**Passage provided:**
-=-=-
Configuration Files

Table of Contents

Sometimes it might necessary to adapt Blaze to specific requirements. For this purpose Blaze provides several configuration files in the ./blaze/config/ subdirectory, which provide ample opportunity to customize internal settings, behavior, and thresholds. This chapter explains the most important of these configuration files.


Default Vector Storage


The Blaze default is that all vectors are created as column vectors (if not specified explicitly):

blaze::StaticVector<double,3UL> x; // Creates a 3-dimensional static column vector

The header file ./blaze/config/TransposeFlag.h allows the configuration of the default vector storage (i.e. the default transpose flag of the vectors). Via the defaultTransposeFlag value the default transpose flag for all vector of the Blaze library can be specified:

Valid settings for the defaultTransposeFlag are blaze::rowVector and blaze::columnVector.


Default Matrix Storage


Matrices are by default created as row-major matrices:

blaze::StaticMatrix<double,3UL,3UL> A; // Creates a 3x3 row-major matrix

The header file ./blaze/config/StorageOrder.h allows the configuration of the default matrix storage order. Via the defaultStorageOrder value the default storage order for all matrices of the Blaze library can be specified.

constexpr bool defaultStorageOrder = rowMajor;

Valid settings for the defaultStorageOrder are blaze::rowMajor and blaze::columnMajor.


BLAS Mode


In order to achieve maximum performance for multiplications with dense matrices, Blaze can be configured to use a BLAS library. Via the following compilation switch in the configuration file ./blaze/config/BLAS.h BLAS can be enabled:

#define BLAZE_BLAS_MODE 1

In case the selected BLAS library provides parallel execution, the BLAZE_BLAS_IS_PARALLEL switch should be activated to prevent Blaze from parallelizing on its own:

#define BLAZE_BLAS_IS_PARALLEL 1

In case no BLAS library is available, Blaze will still work and will not be reduced in functionality, but performance may be limited.
-=-=-
**Data in this exercise:**
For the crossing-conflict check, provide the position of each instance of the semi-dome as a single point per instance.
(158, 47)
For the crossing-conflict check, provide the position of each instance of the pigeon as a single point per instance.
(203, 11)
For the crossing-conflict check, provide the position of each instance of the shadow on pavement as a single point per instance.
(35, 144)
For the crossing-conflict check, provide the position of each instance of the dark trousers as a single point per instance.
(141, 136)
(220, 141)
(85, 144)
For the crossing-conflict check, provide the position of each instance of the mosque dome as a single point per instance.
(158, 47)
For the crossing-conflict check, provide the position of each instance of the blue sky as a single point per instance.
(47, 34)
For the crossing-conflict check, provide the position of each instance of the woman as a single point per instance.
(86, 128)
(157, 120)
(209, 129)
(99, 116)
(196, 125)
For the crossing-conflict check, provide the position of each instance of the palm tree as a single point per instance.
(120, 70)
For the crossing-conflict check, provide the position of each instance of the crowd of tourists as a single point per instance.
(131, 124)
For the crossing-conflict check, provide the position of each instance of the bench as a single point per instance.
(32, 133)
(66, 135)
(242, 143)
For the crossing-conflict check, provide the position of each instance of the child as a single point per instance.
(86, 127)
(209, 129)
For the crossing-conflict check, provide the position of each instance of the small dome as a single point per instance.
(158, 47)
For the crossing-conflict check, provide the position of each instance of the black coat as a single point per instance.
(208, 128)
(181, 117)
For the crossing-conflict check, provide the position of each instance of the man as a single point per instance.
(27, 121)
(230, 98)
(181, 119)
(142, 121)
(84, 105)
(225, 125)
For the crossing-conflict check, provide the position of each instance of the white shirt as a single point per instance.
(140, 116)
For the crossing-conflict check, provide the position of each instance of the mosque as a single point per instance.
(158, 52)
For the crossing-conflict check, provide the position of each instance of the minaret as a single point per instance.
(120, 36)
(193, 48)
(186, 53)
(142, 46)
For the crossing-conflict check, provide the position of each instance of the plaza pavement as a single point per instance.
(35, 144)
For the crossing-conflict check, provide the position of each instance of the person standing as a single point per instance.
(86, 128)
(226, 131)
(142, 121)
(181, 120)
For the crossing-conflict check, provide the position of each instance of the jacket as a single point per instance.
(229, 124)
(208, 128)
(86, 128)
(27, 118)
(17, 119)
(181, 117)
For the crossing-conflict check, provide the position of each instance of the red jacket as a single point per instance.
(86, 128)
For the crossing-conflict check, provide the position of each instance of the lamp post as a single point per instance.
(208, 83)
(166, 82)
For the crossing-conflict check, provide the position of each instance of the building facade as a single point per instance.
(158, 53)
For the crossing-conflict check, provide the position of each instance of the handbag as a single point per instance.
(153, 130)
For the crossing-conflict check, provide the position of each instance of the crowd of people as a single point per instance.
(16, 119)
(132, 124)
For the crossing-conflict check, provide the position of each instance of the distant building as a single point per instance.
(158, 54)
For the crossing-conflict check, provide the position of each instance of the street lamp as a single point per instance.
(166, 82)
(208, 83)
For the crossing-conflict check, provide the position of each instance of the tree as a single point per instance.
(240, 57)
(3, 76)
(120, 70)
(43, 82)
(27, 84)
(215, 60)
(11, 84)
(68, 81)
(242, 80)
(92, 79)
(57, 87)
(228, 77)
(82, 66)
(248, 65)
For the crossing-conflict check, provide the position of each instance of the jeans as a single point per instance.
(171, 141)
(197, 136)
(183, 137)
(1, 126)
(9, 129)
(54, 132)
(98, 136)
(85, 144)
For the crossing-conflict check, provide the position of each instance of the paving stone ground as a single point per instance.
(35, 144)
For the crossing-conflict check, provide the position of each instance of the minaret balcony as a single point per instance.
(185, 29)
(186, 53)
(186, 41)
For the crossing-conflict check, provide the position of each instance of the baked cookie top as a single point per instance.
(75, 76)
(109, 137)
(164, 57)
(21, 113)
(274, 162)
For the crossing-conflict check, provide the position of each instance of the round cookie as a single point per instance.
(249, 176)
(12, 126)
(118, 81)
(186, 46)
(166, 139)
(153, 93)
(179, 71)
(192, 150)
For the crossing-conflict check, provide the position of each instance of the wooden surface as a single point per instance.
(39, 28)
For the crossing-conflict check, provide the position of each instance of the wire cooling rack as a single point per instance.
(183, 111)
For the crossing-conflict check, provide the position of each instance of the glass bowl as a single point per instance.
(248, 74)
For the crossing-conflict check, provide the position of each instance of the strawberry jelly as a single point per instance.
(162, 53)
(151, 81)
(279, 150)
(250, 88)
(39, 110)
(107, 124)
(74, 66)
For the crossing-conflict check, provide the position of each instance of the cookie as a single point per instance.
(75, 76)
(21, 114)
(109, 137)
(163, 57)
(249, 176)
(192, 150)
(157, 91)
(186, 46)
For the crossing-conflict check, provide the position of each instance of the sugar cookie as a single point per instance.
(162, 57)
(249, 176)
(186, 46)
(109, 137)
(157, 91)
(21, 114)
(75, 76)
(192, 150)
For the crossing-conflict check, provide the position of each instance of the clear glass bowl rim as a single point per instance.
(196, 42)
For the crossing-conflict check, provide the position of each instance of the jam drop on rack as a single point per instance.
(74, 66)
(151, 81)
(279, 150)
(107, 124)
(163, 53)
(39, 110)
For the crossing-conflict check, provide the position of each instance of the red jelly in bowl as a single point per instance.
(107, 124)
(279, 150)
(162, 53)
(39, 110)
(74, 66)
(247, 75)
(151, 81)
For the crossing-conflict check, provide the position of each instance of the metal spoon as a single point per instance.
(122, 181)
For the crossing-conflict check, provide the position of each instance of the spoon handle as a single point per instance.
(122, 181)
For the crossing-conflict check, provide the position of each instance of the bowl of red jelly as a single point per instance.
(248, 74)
-=-=-
**Written tasks:**
1. From the Blaze configuration page, repeat the passage starting with "Sometimes it might" and going on through "these configuration files.".
2. Pull out every line of the rows that contains the word "jacket".

**Exercise solutions:**
1.
Sometimes it might necessary to adapt Blaze to specific requirements. For this purpose Blaze provides several configuration files in the ./blaze/config/ subdirectory, which provide ample opportunity to customize internal settings, behavior, and thresholds. This chapter explains the most important of these configuration files.

2.
For the crossing-conflict check, provide the position of each instance of the jacket as a single point per instance.
For the crossing-conflict check, provide the position of each instance of the red jacket as a single point per instance.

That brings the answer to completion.